* **Data records**:
^^^^

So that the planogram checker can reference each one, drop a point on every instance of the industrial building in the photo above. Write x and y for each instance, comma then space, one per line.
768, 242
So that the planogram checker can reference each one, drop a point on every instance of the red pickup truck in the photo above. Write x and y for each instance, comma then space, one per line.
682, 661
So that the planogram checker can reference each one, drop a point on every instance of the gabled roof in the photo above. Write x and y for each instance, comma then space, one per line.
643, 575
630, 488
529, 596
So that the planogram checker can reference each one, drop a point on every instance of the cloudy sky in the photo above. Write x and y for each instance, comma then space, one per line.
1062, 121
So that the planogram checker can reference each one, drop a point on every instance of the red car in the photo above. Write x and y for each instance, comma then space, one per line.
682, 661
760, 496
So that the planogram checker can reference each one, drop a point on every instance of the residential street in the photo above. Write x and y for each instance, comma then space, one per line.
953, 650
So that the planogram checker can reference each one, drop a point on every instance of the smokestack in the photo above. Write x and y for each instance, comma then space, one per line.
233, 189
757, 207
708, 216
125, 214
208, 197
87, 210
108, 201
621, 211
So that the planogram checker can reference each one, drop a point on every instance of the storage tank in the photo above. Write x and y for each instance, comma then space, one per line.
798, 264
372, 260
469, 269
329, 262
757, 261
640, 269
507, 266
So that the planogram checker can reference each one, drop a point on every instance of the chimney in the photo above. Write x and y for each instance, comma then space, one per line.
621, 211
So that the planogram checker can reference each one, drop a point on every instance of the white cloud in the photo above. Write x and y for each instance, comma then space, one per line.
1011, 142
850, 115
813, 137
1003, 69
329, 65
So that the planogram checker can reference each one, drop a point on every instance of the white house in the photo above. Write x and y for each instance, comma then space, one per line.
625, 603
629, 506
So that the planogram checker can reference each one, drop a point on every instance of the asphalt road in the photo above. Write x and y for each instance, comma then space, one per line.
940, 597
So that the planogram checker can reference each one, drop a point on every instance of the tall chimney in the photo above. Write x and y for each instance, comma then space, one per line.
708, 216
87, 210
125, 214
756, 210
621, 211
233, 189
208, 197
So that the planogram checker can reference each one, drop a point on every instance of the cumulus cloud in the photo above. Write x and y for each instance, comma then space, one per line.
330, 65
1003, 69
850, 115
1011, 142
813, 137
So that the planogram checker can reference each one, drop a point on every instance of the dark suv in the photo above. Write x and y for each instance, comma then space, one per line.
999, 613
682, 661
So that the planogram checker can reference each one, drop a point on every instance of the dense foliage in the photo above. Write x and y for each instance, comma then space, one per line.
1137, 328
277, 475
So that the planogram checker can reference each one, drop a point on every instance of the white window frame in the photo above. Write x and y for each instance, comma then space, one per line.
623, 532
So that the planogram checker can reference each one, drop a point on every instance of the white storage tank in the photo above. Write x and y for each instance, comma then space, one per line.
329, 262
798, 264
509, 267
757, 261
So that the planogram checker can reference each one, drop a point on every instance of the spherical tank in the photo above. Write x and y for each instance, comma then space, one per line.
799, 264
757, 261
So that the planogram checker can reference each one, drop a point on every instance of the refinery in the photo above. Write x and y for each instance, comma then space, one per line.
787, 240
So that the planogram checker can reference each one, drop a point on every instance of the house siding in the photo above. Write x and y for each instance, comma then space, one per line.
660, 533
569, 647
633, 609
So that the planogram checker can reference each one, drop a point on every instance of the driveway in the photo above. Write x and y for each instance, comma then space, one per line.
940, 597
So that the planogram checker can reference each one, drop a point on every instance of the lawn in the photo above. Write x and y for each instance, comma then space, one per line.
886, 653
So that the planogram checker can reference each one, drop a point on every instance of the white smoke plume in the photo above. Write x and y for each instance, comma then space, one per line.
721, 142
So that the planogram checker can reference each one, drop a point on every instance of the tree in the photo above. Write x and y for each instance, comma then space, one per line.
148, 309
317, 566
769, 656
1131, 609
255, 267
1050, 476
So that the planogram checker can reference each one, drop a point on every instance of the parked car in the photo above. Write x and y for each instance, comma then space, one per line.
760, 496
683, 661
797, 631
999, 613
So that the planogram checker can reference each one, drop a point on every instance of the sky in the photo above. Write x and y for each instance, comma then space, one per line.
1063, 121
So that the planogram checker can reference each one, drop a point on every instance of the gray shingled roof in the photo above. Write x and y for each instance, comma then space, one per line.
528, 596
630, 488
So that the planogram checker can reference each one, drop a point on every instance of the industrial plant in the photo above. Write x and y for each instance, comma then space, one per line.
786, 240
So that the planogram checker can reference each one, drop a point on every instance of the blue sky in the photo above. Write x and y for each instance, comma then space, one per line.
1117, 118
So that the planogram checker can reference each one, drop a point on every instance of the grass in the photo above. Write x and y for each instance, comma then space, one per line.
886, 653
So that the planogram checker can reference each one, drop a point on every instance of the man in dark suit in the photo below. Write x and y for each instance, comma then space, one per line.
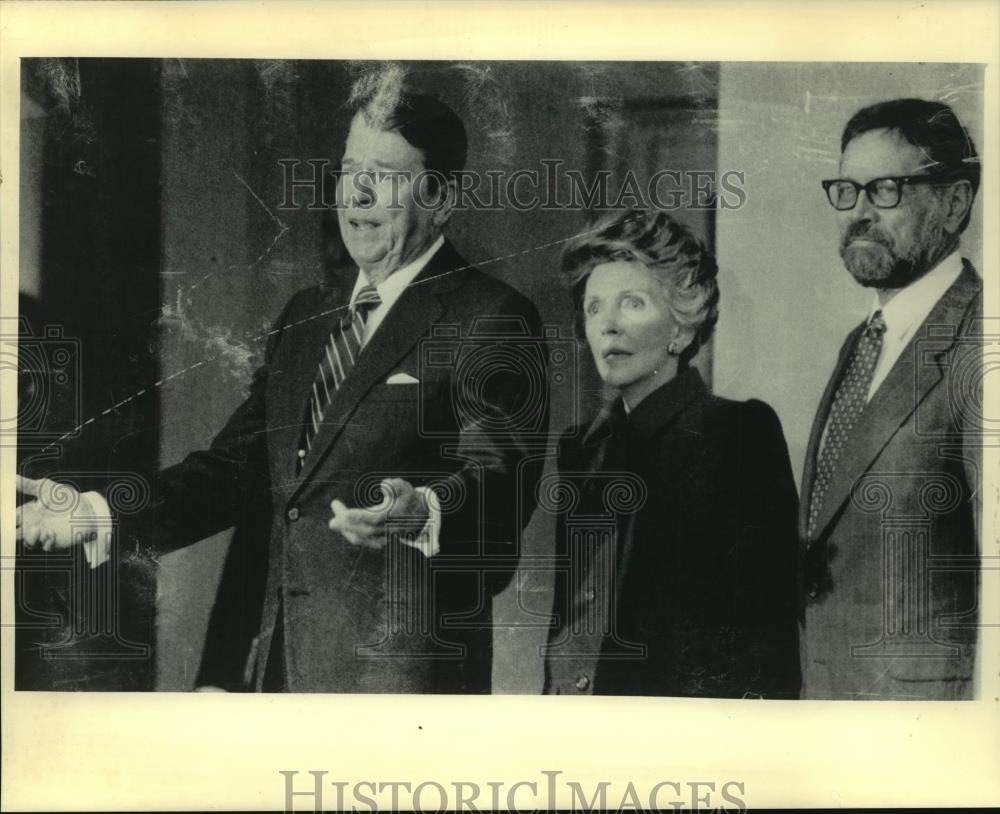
891, 500
388, 431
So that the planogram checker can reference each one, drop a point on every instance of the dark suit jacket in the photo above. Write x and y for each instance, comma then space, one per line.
891, 575
354, 619
676, 565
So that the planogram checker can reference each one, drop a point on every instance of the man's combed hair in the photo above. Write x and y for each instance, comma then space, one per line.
425, 122
932, 127
674, 256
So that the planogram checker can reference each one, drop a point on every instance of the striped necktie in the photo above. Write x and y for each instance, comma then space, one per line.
339, 355
848, 403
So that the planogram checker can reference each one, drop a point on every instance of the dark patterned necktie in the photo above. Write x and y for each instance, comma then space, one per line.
340, 353
850, 400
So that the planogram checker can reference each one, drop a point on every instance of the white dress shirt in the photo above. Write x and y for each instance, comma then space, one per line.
907, 310
390, 289
903, 315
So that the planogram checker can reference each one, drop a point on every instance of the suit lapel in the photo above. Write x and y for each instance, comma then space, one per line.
409, 319
909, 382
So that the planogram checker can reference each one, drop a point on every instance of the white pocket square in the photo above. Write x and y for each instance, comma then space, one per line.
402, 378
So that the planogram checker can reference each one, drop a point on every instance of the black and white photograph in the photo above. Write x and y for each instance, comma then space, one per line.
638, 381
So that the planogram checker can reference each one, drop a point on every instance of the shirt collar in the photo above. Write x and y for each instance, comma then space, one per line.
912, 304
393, 285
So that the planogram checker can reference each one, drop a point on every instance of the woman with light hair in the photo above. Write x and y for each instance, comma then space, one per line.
676, 554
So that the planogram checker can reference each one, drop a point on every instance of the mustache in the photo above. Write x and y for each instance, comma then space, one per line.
867, 231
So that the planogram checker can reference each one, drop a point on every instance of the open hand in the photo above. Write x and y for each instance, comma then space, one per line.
403, 509
55, 519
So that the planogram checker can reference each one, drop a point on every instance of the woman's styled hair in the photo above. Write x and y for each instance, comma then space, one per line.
677, 259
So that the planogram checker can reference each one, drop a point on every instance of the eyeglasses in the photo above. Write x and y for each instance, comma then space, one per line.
885, 193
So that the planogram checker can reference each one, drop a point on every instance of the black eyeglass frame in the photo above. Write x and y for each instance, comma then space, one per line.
899, 180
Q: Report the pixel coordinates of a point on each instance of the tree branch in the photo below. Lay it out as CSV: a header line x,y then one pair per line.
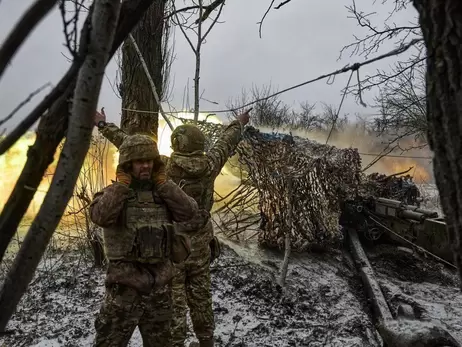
x,y
151,81
21,31
24,102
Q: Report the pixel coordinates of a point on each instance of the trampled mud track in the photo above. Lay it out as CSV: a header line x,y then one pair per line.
x,y
322,304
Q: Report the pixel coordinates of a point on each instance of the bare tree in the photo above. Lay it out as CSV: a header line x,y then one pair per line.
x,y
401,104
51,129
201,13
31,18
401,90
441,22
104,19
151,35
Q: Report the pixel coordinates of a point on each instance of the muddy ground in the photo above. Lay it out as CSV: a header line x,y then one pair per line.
x,y
322,303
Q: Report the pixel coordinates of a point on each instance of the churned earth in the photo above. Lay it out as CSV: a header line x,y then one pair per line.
x,y
322,303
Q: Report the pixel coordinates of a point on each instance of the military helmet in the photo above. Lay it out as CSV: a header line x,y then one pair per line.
x,y
138,147
188,138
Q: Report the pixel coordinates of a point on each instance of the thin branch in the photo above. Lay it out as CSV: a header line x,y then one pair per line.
x,y
183,31
208,10
48,101
214,21
24,102
397,51
151,82
22,30
282,4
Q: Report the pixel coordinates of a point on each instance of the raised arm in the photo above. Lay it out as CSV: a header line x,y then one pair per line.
x,y
227,143
107,204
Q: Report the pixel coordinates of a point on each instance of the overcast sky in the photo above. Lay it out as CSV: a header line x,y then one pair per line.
x,y
300,41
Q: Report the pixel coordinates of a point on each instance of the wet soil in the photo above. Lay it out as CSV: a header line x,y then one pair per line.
x,y
321,304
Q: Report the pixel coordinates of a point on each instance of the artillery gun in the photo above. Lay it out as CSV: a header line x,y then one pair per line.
x,y
393,221
387,220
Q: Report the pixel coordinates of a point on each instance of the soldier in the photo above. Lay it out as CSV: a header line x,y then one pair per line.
x,y
136,213
195,172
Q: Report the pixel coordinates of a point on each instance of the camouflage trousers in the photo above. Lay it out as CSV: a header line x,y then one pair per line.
x,y
191,287
123,310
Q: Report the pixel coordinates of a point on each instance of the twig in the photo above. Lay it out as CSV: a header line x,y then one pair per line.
x,y
50,99
24,102
151,82
209,9
339,107
22,30
282,4
264,16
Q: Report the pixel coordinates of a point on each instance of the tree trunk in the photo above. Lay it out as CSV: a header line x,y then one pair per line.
x,y
100,35
135,88
441,23
51,129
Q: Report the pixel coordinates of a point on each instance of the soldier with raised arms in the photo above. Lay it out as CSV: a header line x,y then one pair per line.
x,y
195,172
138,213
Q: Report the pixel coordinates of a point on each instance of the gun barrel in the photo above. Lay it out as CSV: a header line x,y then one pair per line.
x,y
412,215
427,213
390,202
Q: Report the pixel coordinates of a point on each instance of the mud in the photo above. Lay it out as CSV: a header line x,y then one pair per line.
x,y
322,303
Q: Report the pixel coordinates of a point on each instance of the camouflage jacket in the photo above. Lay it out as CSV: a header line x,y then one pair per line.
x,y
194,164
198,167
107,205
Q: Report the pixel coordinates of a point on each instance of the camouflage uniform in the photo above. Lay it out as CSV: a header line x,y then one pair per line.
x,y
195,172
140,244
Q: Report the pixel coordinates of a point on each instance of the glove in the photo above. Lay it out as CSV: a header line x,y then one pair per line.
x,y
122,176
159,175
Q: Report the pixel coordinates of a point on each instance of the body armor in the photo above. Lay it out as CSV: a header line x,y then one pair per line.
x,y
146,233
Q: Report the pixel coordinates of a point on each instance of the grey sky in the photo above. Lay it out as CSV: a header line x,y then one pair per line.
x,y
300,41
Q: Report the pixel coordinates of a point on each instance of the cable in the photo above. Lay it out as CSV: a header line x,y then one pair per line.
x,y
395,156
339,107
354,67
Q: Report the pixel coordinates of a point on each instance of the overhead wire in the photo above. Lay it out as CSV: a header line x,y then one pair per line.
x,y
403,48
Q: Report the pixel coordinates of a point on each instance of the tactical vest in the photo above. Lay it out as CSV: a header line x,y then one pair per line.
x,y
145,232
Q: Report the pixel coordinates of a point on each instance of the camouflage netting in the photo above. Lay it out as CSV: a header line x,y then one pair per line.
x,y
310,177
296,185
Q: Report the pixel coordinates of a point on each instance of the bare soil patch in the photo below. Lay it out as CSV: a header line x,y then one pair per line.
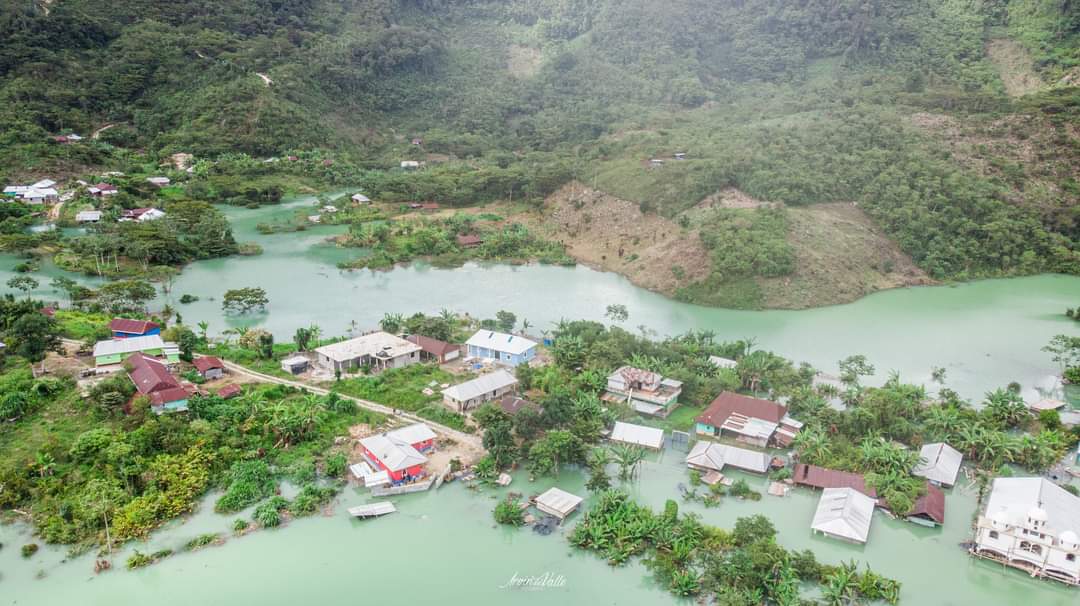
x,y
523,62
840,256
612,234
1014,66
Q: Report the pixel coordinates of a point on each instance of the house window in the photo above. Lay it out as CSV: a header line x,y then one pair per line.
x,y
1030,548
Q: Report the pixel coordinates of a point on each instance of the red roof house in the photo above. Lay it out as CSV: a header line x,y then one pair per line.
x,y
748,419
152,379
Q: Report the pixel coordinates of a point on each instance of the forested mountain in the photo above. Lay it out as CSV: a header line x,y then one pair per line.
x,y
953,123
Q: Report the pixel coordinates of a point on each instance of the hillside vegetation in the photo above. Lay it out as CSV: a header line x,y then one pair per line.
x,y
902,109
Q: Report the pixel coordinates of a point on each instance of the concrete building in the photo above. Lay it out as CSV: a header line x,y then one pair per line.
x,y
1031,524
510,350
377,350
485,388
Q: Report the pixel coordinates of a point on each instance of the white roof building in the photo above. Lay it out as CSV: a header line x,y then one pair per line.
x,y
721,362
844,513
712,456
500,341
132,345
378,349
940,463
638,435
558,502
1031,524
483,385
413,434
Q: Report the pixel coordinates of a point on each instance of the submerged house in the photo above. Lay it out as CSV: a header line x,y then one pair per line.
x,y
638,435
377,350
113,351
644,391
485,388
500,347
710,456
844,513
152,379
940,463
1031,524
123,328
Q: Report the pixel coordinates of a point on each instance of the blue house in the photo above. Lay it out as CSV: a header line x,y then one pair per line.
x,y
504,349
123,328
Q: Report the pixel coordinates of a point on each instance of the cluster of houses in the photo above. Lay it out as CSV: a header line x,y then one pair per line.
x,y
136,347
40,192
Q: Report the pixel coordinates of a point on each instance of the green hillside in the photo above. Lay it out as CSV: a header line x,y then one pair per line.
x,y
908,109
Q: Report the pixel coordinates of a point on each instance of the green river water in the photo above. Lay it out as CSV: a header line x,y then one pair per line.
x,y
443,546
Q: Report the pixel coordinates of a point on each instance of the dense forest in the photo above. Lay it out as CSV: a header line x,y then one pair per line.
x,y
907,109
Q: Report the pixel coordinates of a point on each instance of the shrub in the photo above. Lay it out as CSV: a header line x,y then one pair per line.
x,y
509,512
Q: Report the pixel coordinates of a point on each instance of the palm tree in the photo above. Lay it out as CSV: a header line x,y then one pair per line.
x,y
629,458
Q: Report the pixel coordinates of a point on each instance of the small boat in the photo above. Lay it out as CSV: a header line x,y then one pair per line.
x,y
373,510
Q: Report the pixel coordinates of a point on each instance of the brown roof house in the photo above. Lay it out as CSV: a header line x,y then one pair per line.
x,y
210,367
753,420
434,349
152,379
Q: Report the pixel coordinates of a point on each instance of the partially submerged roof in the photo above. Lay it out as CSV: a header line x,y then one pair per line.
x,y
500,341
930,506
480,386
558,501
394,453
132,326
939,462
207,363
1015,499
132,345
638,434
375,345
822,477
845,513
711,455
728,404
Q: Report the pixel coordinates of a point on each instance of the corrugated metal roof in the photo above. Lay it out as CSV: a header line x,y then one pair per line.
x,y
638,434
558,502
845,513
480,386
711,455
939,462
821,477
132,345
501,341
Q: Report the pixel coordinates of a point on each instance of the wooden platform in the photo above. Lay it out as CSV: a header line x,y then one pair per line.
x,y
373,510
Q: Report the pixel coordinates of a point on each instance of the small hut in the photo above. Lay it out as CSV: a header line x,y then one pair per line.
x,y
558,502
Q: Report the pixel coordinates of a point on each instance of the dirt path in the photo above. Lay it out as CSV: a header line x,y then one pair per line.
x,y
1015,66
472,441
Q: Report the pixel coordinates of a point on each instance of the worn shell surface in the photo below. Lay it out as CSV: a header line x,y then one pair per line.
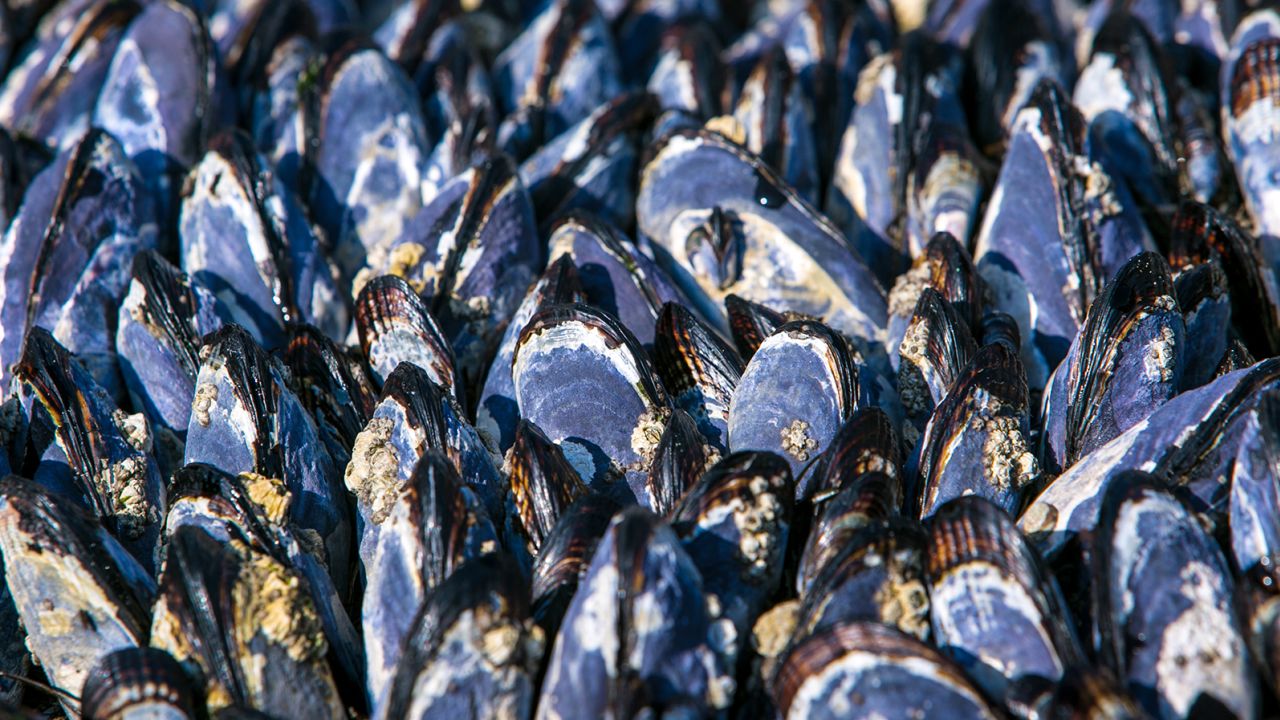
x,y
333,384
686,74
615,276
158,94
775,249
796,392
638,624
161,322
243,621
137,683
1054,231
248,241
497,413
1164,611
68,250
471,253
891,673
51,92
246,419
472,650
946,267
977,438
1125,363
78,592
993,607
1187,428
699,369
396,326
584,379
561,68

^^^^

* **Instruction**:
Your task is to output exactly the lines from the line containing "of the corrugated" through the last line, inclusive, leaving every picture out.

* **The solution**:
Q: Report the pixel coordinates of a point on each instance of the corrugated metal roof in the photo above. Lay it out as CSV: a header line x,y then one pair per line.
x,y
638,434
558,502
845,513
480,386
711,455
939,462
821,477
132,345
501,341
Q: Report the pixel coordinates of a point on each instance of the wooden platform in the photo above. Lay it out as CSV: a header line x,y then one pair per line.
x,y
373,510
Q: Report the pixel coordinates of a point on each instance of the small hut in the photo above. Lay it out as CSV: a header line x,y then one pair per line.
x,y
558,502
Q: Report the pixel coordinates of a point on each instance of the dirt path in the photo above. Lay it out as CSV: a header line x,y then one pair per line.
x,y
1015,66
472,441
Q: Report the pixel coordinates of a point on each instance of the worn shell surface in the photo below. Lay it out as CSV: a header line x,y then one pair per line.
x,y
333,384
686,74
615,276
158,94
775,249
796,392
638,624
161,322
243,621
137,683
1054,231
248,241
497,413
1164,611
68,250
471,253
891,673
51,92
246,419
472,650
946,267
977,438
1125,363
78,592
993,607
1187,428
699,369
396,326
584,379
561,68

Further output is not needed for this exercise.